TEXT BLOCK.
Easy Staging and Travel. Competitions
rarely take place on your own stage! These One Act Plays have
been designed to travel to the Contest Host Theatre on that important
competition day. All have easy staging, simple sets & costumes,
minimal props, flexible tech for a mainstage or gym/open facility
performance space. At last your students can worry about their
performance, not the set!
Easy to Adapt with Flexible Casting.
When you license any of our One Act Plays you have permission to cut,
adapt and adjust cast size! You also have permission to make a
video or DVD of the production! At last, you are allowed to
adapt a play to your students' needs!
Easy Budget. These
One Act Plays, can be successfully produced on limited budgets and
by small or expanded student casts with little or no tech
assistance. Many have great background CDs for an easy,
inexpensive professional touch!
Easy Ordering. Follow
the steps to order and pay your royalty, once you've paid,
you're good to go! No complicated applications and the
endless trouble of getting permission to make changes for your
students' needs!
Tried
and True. Our
One Act Plays have been performed literally thousands of times by
many professional theatres such as Stella Adler Theatre, Solano Youth
Theatre, Nebraska Theatre Caravan, Singapore Repertory Theatre,
George Street Players, Fulton Theatre Company, Indiana Repertory
Theatre, Boarshead Theatre, Virginia Stage, Honolulu Theatre for
Youth, Kennedy Center and Sundance Children's Theatre, to name a
few. High Schools, Junior Highs, Middle Schools have been
performing these plays for over 30 years!

"Welcome
Home was extraordinary."

ArtReach
Touring Theatre, Amelia Middle School, Cincinnati
WELCOME
HOME
|
In
the One Act Play, Welcome Home, a Vietnam vet finally tells his son
what he experienced years ago in the war. Always wise cracking
and joking MASH style, soldiers Billy and Ron, forge a deep
friendship in Vietnam... |
ERIC/BILLY:
Hey, hey, hey. Look what we've got here, another patriotic son, a
brand new fearless warrior...

ENTRIES PROVIDED.
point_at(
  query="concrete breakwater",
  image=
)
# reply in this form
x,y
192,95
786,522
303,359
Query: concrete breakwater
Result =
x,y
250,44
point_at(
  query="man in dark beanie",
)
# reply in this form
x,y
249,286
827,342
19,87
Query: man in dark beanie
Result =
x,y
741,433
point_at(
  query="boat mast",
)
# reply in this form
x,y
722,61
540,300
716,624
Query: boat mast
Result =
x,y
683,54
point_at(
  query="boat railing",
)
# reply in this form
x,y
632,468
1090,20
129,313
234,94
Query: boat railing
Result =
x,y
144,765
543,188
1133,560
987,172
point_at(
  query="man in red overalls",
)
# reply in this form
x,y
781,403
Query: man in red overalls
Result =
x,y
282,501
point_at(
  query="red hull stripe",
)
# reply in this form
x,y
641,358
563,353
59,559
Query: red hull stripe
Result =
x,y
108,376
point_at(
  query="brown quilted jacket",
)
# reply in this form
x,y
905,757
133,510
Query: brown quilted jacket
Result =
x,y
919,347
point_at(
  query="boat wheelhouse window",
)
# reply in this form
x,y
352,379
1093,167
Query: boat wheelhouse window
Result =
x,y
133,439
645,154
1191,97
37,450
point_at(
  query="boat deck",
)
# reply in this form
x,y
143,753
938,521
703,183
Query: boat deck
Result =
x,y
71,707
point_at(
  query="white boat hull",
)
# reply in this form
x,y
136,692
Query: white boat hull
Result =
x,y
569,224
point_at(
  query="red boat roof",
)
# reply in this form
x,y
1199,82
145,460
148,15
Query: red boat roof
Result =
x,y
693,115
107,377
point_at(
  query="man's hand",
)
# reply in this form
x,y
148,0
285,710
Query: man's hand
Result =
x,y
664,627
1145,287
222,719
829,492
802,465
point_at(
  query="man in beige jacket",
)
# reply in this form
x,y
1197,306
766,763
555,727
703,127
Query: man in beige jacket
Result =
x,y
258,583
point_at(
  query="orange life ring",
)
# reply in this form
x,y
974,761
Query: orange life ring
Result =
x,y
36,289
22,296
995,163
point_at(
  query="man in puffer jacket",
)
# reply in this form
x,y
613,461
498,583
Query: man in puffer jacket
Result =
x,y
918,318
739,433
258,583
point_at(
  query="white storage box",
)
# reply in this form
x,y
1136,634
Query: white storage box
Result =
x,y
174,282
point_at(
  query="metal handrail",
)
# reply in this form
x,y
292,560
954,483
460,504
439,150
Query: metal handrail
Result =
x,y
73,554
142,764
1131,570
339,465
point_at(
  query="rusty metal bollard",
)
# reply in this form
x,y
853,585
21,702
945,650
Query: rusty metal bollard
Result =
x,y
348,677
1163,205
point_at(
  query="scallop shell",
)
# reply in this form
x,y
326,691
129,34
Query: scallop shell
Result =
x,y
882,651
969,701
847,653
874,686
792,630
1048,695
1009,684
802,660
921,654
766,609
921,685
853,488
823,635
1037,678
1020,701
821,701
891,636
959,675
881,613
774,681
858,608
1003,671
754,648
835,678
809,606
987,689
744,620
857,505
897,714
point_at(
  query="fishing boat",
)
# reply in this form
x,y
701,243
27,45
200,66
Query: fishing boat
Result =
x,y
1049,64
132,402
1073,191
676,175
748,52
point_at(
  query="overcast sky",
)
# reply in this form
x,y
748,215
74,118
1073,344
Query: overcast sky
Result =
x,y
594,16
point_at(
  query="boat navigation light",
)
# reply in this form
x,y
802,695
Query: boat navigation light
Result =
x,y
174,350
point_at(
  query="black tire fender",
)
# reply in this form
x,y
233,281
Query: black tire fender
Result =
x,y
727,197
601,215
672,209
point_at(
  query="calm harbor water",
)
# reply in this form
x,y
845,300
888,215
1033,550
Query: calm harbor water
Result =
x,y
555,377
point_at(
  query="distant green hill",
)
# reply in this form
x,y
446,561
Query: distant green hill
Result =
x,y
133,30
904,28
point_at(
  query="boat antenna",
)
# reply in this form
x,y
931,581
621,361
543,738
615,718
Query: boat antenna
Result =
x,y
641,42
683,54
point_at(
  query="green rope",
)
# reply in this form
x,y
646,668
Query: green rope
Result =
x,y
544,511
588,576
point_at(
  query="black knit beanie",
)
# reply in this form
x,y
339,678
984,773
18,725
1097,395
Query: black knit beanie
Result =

LIST OF TASKS.
a) In the one act plays text, shorten the paragraph beginning "Easy Budget. These One Act Plays" while keeping its main facts.
b) Switch "permission" to "the right" and give the one act plays text again from "Easy to Adapt" to "inexpensive professional touch!".
c) Translate this sentence from the one act plays text into Spanish: "At last your students can worry about their performance, not the set!"

EXPECTED RESULTS.
a) Easy Budget: These One Act Plays can be staged on limited budgets by small or expanded student casts with little or no tech help. Many come with background CDs that add an inexpensive professional touch.

b)
Easy to Adapt with Flexible Casting.
When you license any of our One Act Plays you have the right to cut,
adapt and adjust cast size! You also have the right to make a
video or DVD of the production! At last, you are allowed to
adapt a play to your students' needs!
Easy Budget. These
One Act Plays, can be successfully produced on limited budgets and
by small or expanded student casts with little or no tech
assistance. Many have great background CDs for an easy,
inexpensive professional touch!

c) ¡Por fin sus estudiantes pueden preocuparse por su actuación, no por la escenografía!